■ Страница:

Чтобы избежать сравнений с историей взаимоотношения Пушкина с его отцом, который, как известно, был скуп, поэт назвал свою маленькую трагедию переводом несуществующей пьесы. Памятна кинематографическая версия пушкинской «пьесы» и образ скупого рыцаря, созданный И. Смоктуновским в экранизации «Маленьких трагедий» М. Швейцера. Графически точные жесты, абсолютно верно переданные физиология и психодинамика сребролюбивой страсти, совпадают с пушкинским образом барона:

Альбер:

О! мой отец не слуг и не друзей

В них видит, а господ; и сам им служит.

И как же служит? Как алжирский раб,

Как пес цепной. В нетопленной конуре

Живет, пьет воду, ест сухие корки,

Всю ночь не спит, все бегает да лает.

А золото спокойно в сундуках

Лежит себе…[112]

Монолог барона, пожалуй, одна из самых ярких и значительных самохарактеристик греха сребролюбия, объединяющего в себе жадность (мотив стяжательства и накопительства) и скупость (мотив консервации богатства и превращения его в объект поклонения, в идола). Страсть сребролюбия сродни необузданным желаниям плоти:

Как молодой повеса ждет свиданья

С какой-нибудь развратницей лукавой

Иль дурой, им обманутой, так я

Весь день минуты ждал, когда сойду

В подвал мой тайный, к верным сундукам…[113]

Барон отождествляет мощь денег с могуществом личности, ставя себя за грань добра и зла, как достигший «совершенного»:

Мне все послушно, я же – ничему;

Я выше всех желаний; я спокоен;

Я знаю мощь мою: с меня довольно

Сего сознанья…[114]

Богатство бесстыдно повествует о том, как оно притекает в сундуки, минуя все человеческие нравственные установления. Для усиления воздействия Пушкин прибегает к образу несчастной вдовы с детьми, оказавшейся в должниках у скупого чудовища:

Тут есть дублон старинный…вот он. Нынче

Вдова мне отдала его, но прежде

С тремя детьми полдня перед окном

Она стояла на коленях воя[115].

■ Ваше задание: Согласуются ли с текстом о маленькой трагедии Пушкина, приведенным выше, следующие утверждения: (а) Пушкин выдал свою маленькую трагедию за перевод несуществующей пьесы; (б) страсть сребролюбия сравнивается в тексте с духовным подвигом; (в) вдова стояла на коленях перед окном вместе с двумя детьми? На каждое ответьте «да» или «нет» и приведите точные слова текста, которые это решают.

■ Список:

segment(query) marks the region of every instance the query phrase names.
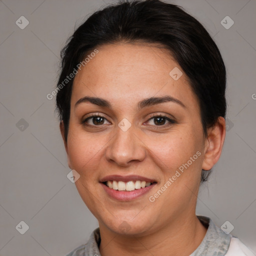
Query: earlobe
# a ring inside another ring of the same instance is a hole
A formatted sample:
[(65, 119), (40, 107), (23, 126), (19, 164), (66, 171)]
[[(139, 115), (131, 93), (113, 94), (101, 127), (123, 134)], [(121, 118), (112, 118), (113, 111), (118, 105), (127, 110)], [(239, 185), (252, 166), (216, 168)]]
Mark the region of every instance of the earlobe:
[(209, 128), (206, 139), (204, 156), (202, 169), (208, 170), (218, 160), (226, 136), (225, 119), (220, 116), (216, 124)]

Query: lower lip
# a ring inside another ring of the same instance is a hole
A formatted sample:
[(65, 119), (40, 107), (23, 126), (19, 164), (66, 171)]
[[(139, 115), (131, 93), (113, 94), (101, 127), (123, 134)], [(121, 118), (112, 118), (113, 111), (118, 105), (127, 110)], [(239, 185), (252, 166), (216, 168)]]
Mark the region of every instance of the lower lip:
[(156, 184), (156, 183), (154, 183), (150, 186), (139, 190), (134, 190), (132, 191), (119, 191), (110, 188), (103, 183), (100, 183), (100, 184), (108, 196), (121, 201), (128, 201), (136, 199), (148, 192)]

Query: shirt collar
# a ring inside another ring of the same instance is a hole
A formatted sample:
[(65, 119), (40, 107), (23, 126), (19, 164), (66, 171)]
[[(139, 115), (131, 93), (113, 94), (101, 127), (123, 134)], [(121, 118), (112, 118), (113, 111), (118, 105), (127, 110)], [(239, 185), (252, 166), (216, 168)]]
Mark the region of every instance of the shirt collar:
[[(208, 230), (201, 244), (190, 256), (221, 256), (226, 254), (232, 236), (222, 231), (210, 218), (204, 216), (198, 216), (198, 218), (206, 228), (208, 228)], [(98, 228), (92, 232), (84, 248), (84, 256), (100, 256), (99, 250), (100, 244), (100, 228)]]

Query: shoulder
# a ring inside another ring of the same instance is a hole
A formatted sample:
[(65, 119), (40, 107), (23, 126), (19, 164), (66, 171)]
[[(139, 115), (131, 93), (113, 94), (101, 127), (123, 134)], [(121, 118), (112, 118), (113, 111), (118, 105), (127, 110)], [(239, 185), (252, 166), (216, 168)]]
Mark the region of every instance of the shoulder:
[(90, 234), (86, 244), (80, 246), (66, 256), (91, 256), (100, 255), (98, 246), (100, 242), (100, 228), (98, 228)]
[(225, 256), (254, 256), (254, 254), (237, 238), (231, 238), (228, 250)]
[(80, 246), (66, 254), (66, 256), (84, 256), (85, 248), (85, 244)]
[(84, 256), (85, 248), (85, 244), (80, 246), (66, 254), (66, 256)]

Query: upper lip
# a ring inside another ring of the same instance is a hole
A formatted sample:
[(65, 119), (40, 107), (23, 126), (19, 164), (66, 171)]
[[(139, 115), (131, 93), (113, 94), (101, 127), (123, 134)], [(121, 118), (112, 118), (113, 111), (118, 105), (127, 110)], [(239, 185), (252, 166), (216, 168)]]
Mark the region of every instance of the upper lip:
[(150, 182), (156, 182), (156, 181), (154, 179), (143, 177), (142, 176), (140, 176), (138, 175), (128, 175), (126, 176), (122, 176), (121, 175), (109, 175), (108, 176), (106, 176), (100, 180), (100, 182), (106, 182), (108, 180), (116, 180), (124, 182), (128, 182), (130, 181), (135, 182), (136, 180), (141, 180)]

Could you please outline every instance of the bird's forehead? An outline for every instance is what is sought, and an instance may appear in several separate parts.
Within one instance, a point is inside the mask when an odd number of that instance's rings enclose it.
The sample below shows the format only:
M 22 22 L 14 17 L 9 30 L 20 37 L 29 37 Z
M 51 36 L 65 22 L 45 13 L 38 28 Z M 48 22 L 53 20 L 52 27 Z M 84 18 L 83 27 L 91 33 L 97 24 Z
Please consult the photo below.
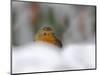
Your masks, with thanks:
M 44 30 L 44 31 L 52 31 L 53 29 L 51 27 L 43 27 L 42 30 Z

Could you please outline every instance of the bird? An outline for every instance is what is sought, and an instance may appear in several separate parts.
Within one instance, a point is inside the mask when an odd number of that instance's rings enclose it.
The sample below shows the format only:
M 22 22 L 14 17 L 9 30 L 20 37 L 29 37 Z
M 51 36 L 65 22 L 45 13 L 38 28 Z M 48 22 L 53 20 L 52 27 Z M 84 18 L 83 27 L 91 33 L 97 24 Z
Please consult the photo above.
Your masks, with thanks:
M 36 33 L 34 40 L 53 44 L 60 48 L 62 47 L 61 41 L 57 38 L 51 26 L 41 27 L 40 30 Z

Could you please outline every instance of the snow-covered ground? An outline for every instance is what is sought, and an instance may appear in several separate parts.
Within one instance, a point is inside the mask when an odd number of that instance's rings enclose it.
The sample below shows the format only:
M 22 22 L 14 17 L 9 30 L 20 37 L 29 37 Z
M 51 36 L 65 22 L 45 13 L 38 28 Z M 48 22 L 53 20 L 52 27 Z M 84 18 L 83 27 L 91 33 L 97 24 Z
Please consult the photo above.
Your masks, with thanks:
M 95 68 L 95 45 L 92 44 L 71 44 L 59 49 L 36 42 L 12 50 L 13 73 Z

■ Ответ:
(а) Да: «поэт назвал свою маленькую трагедию переводом несуществующей пьесы».
(б) Нет: «Страсть сребролюбия сродни необузданным желаниям плоти».
(в) Нет: «С тремя детьми полдня перед окном».